(Texte extrait)
□ □ □ □ □ □ □

La situation des droits de l'Homme s'est détériorée en 2020 de façon significative au Maroc sur fond de répression contre les voix libres, à l'instar des commentateurs des réseaux sociaux, des artistes et des journalistes exprimant des opinions critiques à l'égard du régime marocain, selon un nouveau rapport de l'ONG Human Right Watch (HRW), publié mercredi.
L'ONG, basée à Washington, met en exergue dans son rapport annuel sur la situation des droits de l'Homme dans le monde la répression subie par les commentateurs des réseaux sociaux, les artistes et les journalistes exprimant des opinions critiques à l’égard de la monarchie, faisant savoir que, "bien que le code de la presse ne prévoit pas de peine de prison pour sanctionner des critiques, les autorités continuent de recourir à certains articles du code pénal pour emprisonner des détracteurs".
Elle précise "qu'avant même que les manifestations et les réunions publiques ne soient interdites afin de contenir la propagation Coronavirus, les autorités avaient déjà interdit plusieurs réunions publiques des groupes d’opposition et continué d’entraver les activités de certaines organisations de défense des droits humains".
Citant des exemples d'atteintes aux droits de l'Homme, le rapport de HRW évoque, entre autres, de la violation du droit du prévenu de contacter un avocat lors de son interrogatoire par la police, précisant "qu'il est fréquent que les agents de police contraignent les détenus (...), à signer des déclarations auto-incriminantes, sur lesquelles les juges s’appuient par la suite pour les condamner".
Evoquant d'autres formes de violation des normes internationales, l'ONG cite également "le cas de certains détenus de renom qui ont été gardés à vue au secret 23 heures par jour et donc privés de contacts avec les autres détenus".
En 2020, les autorités marocaines ont continué d’entraver le travail de l’Association marocaine des droits de l’Homme (AMDH), la plus grande organisation de défense des droits humains du pays, souligne par ailleurs HRW, assurant que cette association a affirmé que, 79 de ses 99 antennes locales ont vu les autorités refuser de s’occuper de leurs formalités administratives, ce qui limitait leur capacité à effectuer certaines démarches comme l’ouverture de nouveaux comptes en banque ou la location d’espaces.
Harcèlement judiciaire contre les opposants
D'autre part, le rapport de l'ONG fait état de poursuite en justice et emprisonnement de plusieurs activistes et journalistes indépendants sur la base de chefs d’accusation douteux.

□ □ □ □ □ □ □

(Tâche)
Mettez à jour, s'il vous plaît, le passage de l'article sur les droits de l'Homme au Maroc qui va de « Harcèlement judiciaire contre » jusqu'à « chefs d’accusation douteux. » inclus, en remplaçant « activistes » par « militants ».

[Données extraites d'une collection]
□ □ □ □ □ □ □

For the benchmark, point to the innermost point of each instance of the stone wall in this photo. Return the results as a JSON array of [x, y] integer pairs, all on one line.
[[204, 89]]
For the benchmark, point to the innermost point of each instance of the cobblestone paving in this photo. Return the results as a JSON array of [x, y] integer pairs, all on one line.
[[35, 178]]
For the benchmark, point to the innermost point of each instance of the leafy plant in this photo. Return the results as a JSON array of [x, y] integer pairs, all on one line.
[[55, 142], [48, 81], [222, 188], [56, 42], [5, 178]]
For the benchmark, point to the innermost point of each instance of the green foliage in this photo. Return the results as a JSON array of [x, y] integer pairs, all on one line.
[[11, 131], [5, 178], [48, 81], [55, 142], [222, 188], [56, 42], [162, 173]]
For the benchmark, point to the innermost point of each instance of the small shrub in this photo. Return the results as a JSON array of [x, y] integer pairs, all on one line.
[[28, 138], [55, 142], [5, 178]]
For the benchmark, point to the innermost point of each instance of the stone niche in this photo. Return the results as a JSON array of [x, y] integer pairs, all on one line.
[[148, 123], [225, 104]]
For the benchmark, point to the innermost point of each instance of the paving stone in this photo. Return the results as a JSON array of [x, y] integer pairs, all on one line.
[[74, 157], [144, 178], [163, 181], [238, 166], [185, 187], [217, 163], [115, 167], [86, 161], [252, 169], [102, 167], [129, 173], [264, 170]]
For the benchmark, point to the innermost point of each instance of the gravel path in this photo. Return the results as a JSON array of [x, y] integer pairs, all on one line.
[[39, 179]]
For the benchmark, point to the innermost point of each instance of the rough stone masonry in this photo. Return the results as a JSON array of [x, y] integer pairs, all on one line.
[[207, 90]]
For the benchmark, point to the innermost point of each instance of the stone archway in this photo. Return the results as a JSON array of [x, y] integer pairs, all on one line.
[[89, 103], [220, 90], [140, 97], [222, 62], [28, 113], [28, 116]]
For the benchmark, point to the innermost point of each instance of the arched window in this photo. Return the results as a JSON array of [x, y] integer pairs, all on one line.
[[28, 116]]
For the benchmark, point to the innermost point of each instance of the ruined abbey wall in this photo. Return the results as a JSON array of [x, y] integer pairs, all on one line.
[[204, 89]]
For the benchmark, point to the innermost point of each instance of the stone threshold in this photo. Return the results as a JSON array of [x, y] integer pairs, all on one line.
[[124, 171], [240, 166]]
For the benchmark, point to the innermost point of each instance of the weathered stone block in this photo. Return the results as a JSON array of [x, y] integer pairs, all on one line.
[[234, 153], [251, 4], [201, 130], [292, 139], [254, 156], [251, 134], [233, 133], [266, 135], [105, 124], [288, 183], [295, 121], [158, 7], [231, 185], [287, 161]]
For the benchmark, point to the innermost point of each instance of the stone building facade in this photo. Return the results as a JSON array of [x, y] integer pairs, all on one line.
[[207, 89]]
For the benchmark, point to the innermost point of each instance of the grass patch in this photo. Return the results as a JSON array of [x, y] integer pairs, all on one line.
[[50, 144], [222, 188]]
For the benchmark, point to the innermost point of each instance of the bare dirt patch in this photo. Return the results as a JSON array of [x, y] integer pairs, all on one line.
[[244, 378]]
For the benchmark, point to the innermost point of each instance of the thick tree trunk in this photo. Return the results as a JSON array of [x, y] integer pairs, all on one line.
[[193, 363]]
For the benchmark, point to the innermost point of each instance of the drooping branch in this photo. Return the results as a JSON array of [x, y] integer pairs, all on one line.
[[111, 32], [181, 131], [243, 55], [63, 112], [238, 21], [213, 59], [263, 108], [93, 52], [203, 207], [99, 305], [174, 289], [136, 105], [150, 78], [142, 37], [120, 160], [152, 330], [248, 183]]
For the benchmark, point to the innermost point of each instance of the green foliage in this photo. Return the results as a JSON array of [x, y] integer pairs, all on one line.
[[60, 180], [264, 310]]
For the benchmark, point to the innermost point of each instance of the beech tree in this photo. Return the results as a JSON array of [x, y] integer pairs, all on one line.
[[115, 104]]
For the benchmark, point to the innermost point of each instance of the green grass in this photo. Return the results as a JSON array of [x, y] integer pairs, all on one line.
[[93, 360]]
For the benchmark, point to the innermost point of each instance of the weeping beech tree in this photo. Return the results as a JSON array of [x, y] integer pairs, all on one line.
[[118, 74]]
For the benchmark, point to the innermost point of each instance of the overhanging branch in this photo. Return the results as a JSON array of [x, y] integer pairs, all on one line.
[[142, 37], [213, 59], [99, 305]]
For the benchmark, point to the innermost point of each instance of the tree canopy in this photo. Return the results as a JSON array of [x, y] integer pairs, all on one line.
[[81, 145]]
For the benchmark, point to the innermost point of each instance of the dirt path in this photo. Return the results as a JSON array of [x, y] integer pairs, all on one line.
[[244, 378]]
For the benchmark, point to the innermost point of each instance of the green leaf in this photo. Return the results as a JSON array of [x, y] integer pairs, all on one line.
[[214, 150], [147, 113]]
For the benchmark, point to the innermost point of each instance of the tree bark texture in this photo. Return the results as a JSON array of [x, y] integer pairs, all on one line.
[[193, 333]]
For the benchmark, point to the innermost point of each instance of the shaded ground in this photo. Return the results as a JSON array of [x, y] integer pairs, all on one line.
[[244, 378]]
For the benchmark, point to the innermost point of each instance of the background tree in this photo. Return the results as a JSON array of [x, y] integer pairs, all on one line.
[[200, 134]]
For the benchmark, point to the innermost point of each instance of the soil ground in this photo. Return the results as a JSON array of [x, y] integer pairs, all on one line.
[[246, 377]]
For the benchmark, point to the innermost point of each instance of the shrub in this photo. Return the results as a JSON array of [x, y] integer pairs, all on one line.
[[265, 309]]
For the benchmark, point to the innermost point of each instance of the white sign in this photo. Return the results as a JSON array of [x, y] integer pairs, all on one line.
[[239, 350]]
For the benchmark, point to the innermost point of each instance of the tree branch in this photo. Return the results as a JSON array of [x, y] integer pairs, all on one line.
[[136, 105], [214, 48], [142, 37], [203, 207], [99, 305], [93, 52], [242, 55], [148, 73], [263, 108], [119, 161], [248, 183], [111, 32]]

□ □ □ □ □ □ □

(Réponse)
Harcèlement judiciaire contre les opposants
D'autre part, le rapport de l'ONG fait état de poursuite en justice et emprisonnement de plusieurs militants et journalistes indépendants sur la base de chefs d’accusation douteux.